Если нельзя наслаждаться чтением книги, перечитывая ее снова и снова, ее нет смысла читать вообще

Куприянова Е.С. Концепция «естественного человека» и сказочное творчество О. Уайльда

Вестник Новгородского государственного университета, №41, 2007

Концепция «естественного человека» складывается в XVIII в. в рамках английской культурной традиции. Ее появление обусловлено традициями британского мышления, основы которого заложили труды Бэкона, Локка, Ньютона. Знаменитый роман Д. Дефо «Жизнь и удивительные приключения Робинзона Крузо» является одним из ранних и в то же время наиболее ярких примеров художественного воплощения философских идей Дж. Локка, провозгласившего практический опыт единственным источником человеческого познания. Примечательно, что уже в этом романе, положившем начало мировой «робинзонаде», выведены две характерные ипостаси «естественного человека»: сам Робинзон и «благородный дикарь» Пятница.

Однако на исходе эпохи Просвещения главенствующие позиции рационализма заметно пошатнутся, а вопрос об отношении к Природе и понимании ее роли в общественной жизни и искусстве окажется напрямую связанным с противостоянием рационалистического и романтического принципов мышления. Так, например, У. Блейк, объявляя Ньютона олицетворением обмана, а «достоверность» Бэкона — худшей разновидностью лжи, выдвигает в качестве центральной категории искусства Воображение. В этом же ракурсе ведется и оценка роли и места Природы, которая, по мнению поэта, ослабляет, мертвит и разрушает воображение.

Записи с указанием на именованные объекты:
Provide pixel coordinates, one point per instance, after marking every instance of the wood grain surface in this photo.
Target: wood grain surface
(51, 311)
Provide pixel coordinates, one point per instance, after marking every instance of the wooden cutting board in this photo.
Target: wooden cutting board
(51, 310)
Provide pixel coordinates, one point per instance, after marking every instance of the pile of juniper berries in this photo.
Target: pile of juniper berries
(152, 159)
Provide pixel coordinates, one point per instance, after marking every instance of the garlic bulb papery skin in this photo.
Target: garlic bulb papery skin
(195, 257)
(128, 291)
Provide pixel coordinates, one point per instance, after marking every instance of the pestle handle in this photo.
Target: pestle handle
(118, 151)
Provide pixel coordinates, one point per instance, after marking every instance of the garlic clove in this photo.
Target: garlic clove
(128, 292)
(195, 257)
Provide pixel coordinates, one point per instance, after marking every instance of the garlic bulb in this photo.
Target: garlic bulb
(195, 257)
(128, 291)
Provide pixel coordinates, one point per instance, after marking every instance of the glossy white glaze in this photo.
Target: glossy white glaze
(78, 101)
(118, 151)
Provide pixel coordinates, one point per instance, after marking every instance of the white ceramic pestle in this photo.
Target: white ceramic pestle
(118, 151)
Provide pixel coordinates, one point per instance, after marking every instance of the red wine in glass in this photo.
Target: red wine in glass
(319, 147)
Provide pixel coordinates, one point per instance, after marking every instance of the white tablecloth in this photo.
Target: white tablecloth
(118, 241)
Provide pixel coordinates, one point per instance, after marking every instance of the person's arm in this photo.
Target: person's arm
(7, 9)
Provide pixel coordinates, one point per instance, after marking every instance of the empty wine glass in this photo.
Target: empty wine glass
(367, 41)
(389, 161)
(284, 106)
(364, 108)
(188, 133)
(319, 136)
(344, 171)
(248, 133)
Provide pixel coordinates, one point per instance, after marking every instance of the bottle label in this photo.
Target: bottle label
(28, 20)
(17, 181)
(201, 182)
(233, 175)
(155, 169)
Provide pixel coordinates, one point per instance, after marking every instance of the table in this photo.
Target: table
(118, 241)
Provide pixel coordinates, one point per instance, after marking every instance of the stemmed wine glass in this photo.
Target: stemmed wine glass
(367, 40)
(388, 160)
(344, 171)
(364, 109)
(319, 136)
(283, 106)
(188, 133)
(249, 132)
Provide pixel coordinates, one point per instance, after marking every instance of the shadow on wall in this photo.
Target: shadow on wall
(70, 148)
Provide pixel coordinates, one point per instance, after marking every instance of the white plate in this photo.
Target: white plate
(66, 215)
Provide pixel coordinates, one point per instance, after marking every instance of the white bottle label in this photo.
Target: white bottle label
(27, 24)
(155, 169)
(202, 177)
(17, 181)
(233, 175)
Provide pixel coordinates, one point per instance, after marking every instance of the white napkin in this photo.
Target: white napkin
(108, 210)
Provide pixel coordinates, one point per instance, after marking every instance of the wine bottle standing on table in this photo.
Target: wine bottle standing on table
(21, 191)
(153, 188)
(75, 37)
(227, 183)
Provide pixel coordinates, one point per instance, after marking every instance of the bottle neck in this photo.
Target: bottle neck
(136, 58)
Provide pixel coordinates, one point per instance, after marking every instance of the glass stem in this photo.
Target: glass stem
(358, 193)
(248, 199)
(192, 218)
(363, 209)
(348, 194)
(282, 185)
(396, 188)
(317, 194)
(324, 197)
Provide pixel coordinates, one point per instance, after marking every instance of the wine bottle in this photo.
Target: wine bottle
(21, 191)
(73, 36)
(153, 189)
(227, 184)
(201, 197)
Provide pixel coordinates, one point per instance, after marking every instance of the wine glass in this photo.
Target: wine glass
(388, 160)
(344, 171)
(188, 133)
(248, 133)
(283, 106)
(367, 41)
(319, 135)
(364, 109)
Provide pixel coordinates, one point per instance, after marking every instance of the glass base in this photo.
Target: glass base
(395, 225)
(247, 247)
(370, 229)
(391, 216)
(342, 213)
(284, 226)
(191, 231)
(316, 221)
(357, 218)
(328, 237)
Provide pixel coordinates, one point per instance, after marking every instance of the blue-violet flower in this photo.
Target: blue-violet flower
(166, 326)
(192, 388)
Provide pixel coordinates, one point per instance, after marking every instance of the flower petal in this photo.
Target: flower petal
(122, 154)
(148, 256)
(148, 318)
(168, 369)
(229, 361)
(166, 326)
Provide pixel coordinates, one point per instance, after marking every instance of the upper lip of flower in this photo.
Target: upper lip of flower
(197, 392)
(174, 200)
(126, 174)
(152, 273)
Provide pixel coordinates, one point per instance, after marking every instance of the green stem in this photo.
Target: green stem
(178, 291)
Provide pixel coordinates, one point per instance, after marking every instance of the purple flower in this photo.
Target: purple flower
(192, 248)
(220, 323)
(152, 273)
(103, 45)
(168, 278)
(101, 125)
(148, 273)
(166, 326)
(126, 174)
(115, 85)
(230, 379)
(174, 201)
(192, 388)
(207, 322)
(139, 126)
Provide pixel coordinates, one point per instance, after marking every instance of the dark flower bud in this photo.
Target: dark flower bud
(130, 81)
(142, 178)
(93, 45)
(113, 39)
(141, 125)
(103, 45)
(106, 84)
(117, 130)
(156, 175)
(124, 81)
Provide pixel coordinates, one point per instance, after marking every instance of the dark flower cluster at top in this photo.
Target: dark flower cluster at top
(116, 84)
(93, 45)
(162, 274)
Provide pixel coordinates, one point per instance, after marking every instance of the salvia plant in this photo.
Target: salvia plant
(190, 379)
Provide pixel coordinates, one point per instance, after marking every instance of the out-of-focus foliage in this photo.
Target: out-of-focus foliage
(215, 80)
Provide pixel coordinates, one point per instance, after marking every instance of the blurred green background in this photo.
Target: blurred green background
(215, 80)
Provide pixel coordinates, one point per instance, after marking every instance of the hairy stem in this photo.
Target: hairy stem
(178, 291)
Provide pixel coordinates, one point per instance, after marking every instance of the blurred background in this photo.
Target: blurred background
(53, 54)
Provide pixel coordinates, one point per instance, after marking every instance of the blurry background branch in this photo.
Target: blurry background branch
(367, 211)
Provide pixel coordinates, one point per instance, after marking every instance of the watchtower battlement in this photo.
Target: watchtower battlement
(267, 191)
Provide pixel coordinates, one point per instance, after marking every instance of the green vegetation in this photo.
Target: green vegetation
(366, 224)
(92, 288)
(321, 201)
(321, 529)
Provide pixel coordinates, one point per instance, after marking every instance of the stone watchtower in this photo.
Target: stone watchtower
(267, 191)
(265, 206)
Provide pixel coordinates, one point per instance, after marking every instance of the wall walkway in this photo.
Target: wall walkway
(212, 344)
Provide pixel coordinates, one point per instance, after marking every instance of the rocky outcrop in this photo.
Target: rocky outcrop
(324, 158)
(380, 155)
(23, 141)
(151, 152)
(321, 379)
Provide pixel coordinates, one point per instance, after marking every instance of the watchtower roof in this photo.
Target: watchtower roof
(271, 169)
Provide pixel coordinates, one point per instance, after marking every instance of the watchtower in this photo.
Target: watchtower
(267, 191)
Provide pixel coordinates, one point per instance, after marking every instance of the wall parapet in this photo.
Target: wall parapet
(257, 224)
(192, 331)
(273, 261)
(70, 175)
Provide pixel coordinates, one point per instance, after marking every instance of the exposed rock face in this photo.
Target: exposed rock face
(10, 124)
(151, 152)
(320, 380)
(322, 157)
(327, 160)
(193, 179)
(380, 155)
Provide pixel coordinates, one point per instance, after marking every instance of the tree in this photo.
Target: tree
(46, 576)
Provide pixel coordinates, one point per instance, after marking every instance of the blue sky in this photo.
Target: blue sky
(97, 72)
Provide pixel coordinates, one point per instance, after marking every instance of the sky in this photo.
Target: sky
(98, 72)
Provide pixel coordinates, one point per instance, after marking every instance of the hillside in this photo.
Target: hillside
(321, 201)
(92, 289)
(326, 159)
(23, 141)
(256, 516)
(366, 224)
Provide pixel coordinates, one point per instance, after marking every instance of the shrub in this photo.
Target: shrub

» **ЗАДАНИЕ 1**
Определите, соответствуют ли фрагменту о концепции «естественного человека» утверждения: (a) эта концепция складывается в XIX веке; (b) Блейк выдвигает Воображение в качестве центральной категории искусства; (c) Локк считал практический опыт единственным источником человеческого познания. На каждое дайте ответ «да» или «нет» и приведите точную цитату из фрагмента, которая это решает.
» **ЗАДАНИЕ 2**
Подхватите фрагмент о концепции «естественного человека» и напишите его продолжение, начиная сразу после последнего предложения.

» **ОТВЕТ 1**
(a) Нет: «Концепция «естественного человека» складывается в XVIII в. в рамках английской культурной традиции».
(b) Да: «выдвигает в качестве центральной категории искусства Воображение».
(c) Да: «провозгласившего практический опыт единственным источником человеческого познания».

» **ОТВЕТ 2**
Если в просветительских баталиях проблема естественного, близкого к природе состояния выступала в первую очередь как ключ к пониманию социальных процессов, происходящих в обществе, то у романтиков, а вслед за ними и у Дж. Рескина, выразившего эстетические устремления эпохи, и прерафаэлитов противопоставление естественной природы и машинизированной цивилизации связывается с проблемами развития европейского искусства. «Выразить идеи тех, кто принимает в Искусстве и Поэзии простоту Природы», — так объясняет Д. Г. Россетти и его соратники собственные устремления на страницах журнала «Росток» («The Germ») [1]. Образцовым объявляется искусство итальянских мастеров «дорафаэлевского» периода, которое рассматривается как идеал наивного, непосредственного отношения человека к природе.

В эстетической концепции Оскара Уайльда, который в начале своего творческого пути находился под сильным влиянием Рескина, а также серьезно увлекался творчеством прерафаэлитов, проблема «естественной жизни» осмысляется в сугубо эстетическом ключе. Декларативная апология Искусства, утверждение его тотального превосходства над убогой действительностью приводит писателя к противопоставлению «естественного» (‘natural’) и «искусственного» (‘artificial’). Однако эти категории, рассмотренные в ракурсе взаимоотношений Искусства, Природы и Жизни, приобретают у Уайльда специфическую интерпретацию. Писатель создает миромодель, диаметрально противоположную концепции Локка. Уайльд, для которого только Искусство обладает созидательными способностями, объявляет воображение художника первичной жизнетворящей силой. С этой точки зрения, для творческой личности «естественной» может быть только «бессознательная», т. е. созерцательная жизнь, которая протекает в мире воображения и фантазии. И, наоборот, любые формы «практической» деятельности оказываются «искусственными» (т. е. ложными, чуждыми, неорганичными) и совершенно бесполезными для художника: «Естественная жизнь — это, в сущности, бессознательная жизнь. <…> Если я проведу остаток жизни в парижском кафе за чтением Бодлера, это будет более естественно, чем если я наймусь подстригать живые изгороди или сажать какао по колено в грязи» [2].

Не обходит вниманием проблему «естественного состояния» Уайльд и в своих сказках, исследуя ее на примере судеб различных персонажей, среди которых особый интерес для нас представляют Молодой Король («Молодой король»), Карлик («День рождения инфанты») и Рыбак («Рыбак и его душа»).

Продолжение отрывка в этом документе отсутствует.